The second, projection form is a bit more interesting. Sometimes, it’s possible we do have sequences of numbers to add up directly, but often times we have sequences of more complex objects, and we want to sum up a particular field. This is where the second form that takes a projection comes in handy. By specifying a projection, we are telling Sum() how to extract the field we want to sum from each item in the sequence.

To illustrate, let’s assume a simple sequence of a simple POCO called Employee:

       1: public sealed class Employee

       2: {

       3:     public string Name { get; set; }

       4:     public double Salary { get; set; }

       5:     public short Dependents { get; set; }

       6:  

       7:     // etc...

       8: }

Now, let’s say that we have a sequence of these employees:

       1: var employees = new List<Employee>

       2:     {

       3:         new Employee { Name = "Bob", Salary = 35000.00, Dependents = 0 },

       4:         new Employee { Name = "Sherry", Salary = 75250.00, Dependents = 1 },

       5:         new Employee { Name = "Kathy", Salary = 32000.50, Dependents = 0 },

       6:         new Employee { Name = "Joe", Salary = 17500.00, Dependents = 2 },

       7:         // etc

       8:     };

We can then extract the Salary property using a projection and take a sum as follows:

       1: // once again, the projection result type MUST be a supported type

       2: var totalSalary = employees.Sum(e => e.Salary);

While the projection form of Sum() on the surface seems to be restricted to projections of the same restricted types (int, long, single, double, decimal), the projection form WILL allow projections of smaller types if we use lambda expressions or anonymous delegates.

       1: // these work because the lambda and anonymous delegate return type are inferred

       2: employees.Sum(e => e.Dependents);

       3: employees.Sum(delegate(Employee e) { return e.Dependents; });

This is because the result of the lambda expression and anonymous delegates can be inferred from usage, and the inference will automatically widen small numeric types (like short) to int. If we tried to do this with a method group or delegate variable defined with a non-supported return type, however, we would get an error because there is no inference involved, and hence there is no suitable match.

[Coordinate annotation entries]
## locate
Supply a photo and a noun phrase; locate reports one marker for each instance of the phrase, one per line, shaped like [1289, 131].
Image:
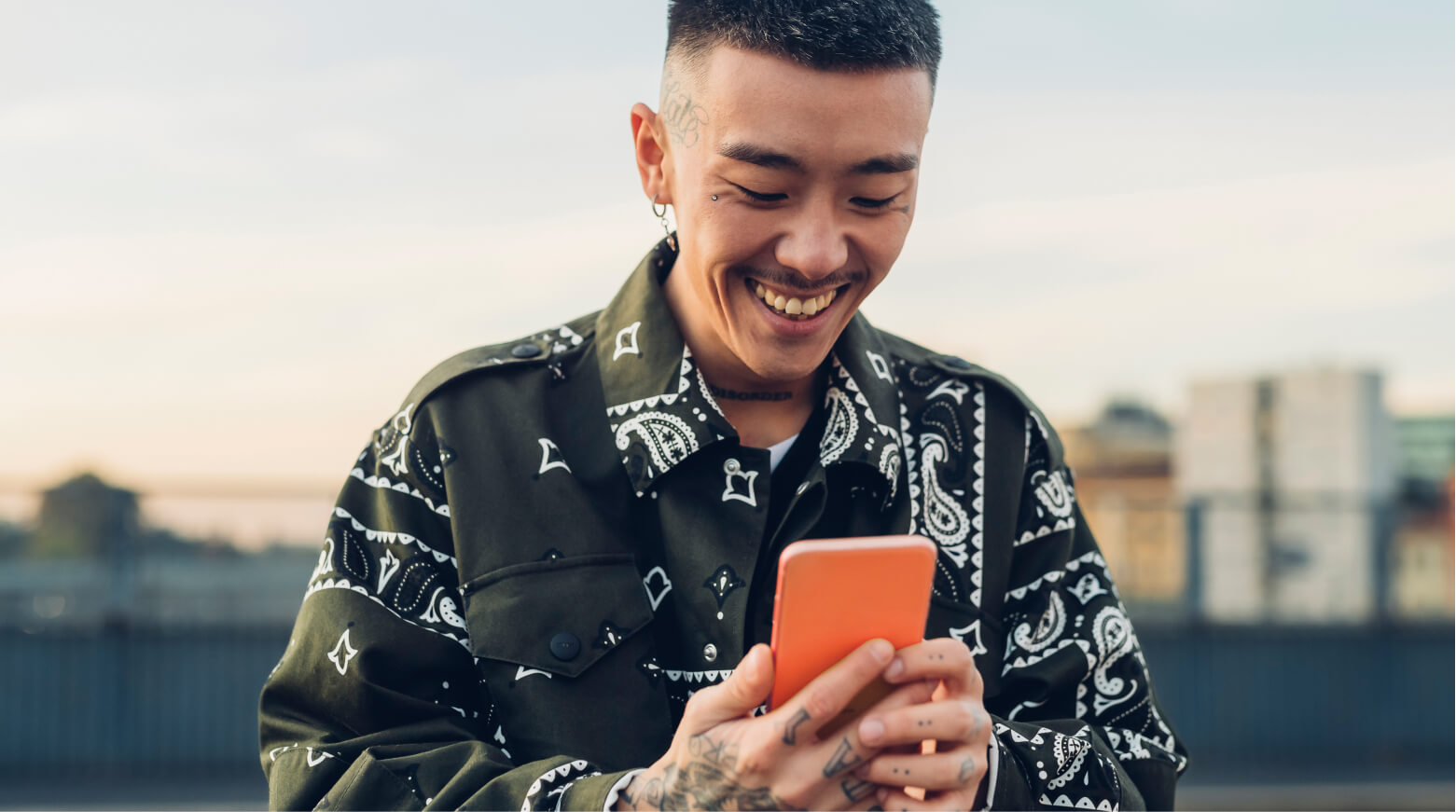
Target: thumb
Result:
[746, 689]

> **GIVEN REQUEST**:
For each statement, decide whether it agrees with the extract on the Sum() method. Answer yes or no, and quote the words of the extract that settle it.
1. A projection tells Sum() how to pull the field to be summed out of each item in the sequence.
2. A lambda expression cannot be used to sum a short property such as Dependents.
3. A method group with a non-supported return type works because its return type is inferred.

> **ANSWER TO THIS EXERCISE**:
1. Yes: "By specifying a projection, we are telling Sum() how to extract the field we want to sum from each item in the sequence."
2. No: "the projection form WILL allow projections of smaller types if we use lambda expressions or anonymous delegates."
3. No: "we would get an error because there is no inference involved, and hence there is no suitable match."